#### SELECTION
========================================================================
How to implement the general array broadcasting method from NumPy?
Broadcasting vs Listability
NumPy broadcasting lets you perform, in efficient way, element-wise operations on arrays, as long as dimensions of those arrays are considered "compatible" in some sense.
Mathematica also has such mechanism. Some Mathematica functions are Listable
and also allow you to perform element-wise operations on nested lists with dimensions "compatible" in some sense.
Built-in listable functions are optimized for packed arrays and, similarly to NumPy's broadcasting, will give you "C-level" efficiency.
In addition to that Mathematica allows you to Compile
functions with Listable
RuntimeAttributes
which gives you some additional control over "compatibility" of arrays. Listable
compiled functions can also be easily parallelized.
There are two important differences between how NumPy's broadcasting and Mathematica's listability (compiled and not) determine if arrays are "compatible":
- order in which dimensions are compared,
- what happens when certain dimensions are equal 1.
Leading vs Trailing Dimensions
Broadcasting
NumPy starts with trailing dimensions, Mathematica - with leading.
So NumPy can e.g. add arrays with dimensions {8,5,7,4}
and {7,4}
out of the box:
import numpy as np
(np.zeros((8,5,7,4))+np.ones((7,4))).shape
# (8, 5, 7, 4)
========================================================================
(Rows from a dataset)
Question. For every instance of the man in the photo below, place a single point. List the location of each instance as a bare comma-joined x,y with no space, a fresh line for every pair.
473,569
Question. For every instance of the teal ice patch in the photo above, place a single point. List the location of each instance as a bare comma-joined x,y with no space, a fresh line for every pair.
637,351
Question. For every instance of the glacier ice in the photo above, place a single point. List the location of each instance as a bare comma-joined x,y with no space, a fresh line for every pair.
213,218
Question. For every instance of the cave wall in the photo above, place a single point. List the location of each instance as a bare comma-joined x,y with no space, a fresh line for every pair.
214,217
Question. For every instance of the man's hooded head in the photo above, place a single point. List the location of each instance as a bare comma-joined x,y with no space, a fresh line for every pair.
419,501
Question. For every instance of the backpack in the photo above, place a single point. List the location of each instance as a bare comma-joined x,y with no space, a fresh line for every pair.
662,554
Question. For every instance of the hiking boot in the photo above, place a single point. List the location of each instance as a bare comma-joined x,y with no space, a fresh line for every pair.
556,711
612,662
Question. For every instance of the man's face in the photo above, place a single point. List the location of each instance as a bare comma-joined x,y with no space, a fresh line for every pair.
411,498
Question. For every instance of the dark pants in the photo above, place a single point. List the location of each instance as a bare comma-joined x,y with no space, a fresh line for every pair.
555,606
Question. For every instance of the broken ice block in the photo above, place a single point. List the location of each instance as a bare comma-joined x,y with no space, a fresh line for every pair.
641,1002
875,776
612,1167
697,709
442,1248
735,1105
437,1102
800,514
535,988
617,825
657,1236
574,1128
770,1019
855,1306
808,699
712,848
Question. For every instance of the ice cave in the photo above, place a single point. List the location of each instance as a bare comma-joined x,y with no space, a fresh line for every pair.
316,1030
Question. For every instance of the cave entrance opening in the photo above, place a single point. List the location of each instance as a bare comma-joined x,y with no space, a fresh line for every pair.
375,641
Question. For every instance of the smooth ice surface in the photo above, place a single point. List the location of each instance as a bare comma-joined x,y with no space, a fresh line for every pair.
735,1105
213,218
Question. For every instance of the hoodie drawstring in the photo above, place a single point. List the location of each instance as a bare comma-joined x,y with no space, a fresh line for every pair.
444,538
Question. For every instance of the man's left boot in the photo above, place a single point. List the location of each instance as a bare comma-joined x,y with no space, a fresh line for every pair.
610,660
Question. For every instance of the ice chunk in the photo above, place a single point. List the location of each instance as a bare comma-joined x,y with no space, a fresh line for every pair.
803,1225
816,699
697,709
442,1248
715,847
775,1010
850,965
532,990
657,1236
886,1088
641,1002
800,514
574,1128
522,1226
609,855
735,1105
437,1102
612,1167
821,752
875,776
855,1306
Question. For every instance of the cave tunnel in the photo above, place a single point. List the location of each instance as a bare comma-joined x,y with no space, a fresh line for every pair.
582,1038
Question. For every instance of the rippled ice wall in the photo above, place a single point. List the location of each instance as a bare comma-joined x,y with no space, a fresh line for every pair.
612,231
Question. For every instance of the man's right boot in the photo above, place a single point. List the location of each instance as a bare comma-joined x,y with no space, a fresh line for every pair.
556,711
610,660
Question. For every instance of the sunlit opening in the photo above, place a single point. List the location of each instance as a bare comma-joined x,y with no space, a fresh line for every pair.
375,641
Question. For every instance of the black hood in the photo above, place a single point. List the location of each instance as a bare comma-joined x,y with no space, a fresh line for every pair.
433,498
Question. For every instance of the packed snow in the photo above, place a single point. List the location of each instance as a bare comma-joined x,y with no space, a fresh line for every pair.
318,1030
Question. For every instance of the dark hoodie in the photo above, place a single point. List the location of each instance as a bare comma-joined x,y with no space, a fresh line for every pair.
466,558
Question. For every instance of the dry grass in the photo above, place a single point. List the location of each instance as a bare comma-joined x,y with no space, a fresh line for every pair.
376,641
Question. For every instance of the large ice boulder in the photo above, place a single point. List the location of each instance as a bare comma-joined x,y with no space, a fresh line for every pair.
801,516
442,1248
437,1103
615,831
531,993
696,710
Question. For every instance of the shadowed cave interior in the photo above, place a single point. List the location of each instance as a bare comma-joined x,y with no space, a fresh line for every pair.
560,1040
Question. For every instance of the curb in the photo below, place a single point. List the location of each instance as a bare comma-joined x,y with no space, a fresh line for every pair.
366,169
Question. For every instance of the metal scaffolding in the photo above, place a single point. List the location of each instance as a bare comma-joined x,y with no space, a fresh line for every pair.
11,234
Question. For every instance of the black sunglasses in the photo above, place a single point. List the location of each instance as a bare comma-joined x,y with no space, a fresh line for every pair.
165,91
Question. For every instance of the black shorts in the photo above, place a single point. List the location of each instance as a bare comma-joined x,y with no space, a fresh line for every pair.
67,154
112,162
========================================================================
#### WHAT YOU HAVE TO DO
Write out the broadcasting text word for word, everything from "How to implement" down to "be easily parallelized.".

#### SOLUTION
How to implement the general array broadcasting method from NumPy?
Broadcasting vs Listability
NumPy broadcasting lets you perform, in efficient way, element-wise operations on arrays, as long as dimensions of those arrays are considered "compatible" in some sense.
Mathematica also has such mechanism. Some Mathematica functions are Listable
and also allow you to perform element-wise operations on nested lists with dimensions "compatible" in some sense.
Built-in listable functions are optimized for packed arrays and, similarly to NumPy's broadcasting, will give you "C-level" efficiency.
In addition to that Mathematica allows you to Compile
functions with Listable
RuntimeAttributes
which gives you some additional control over "compatibility" of arrays. Listable
compiled functions can also be easily parallelized.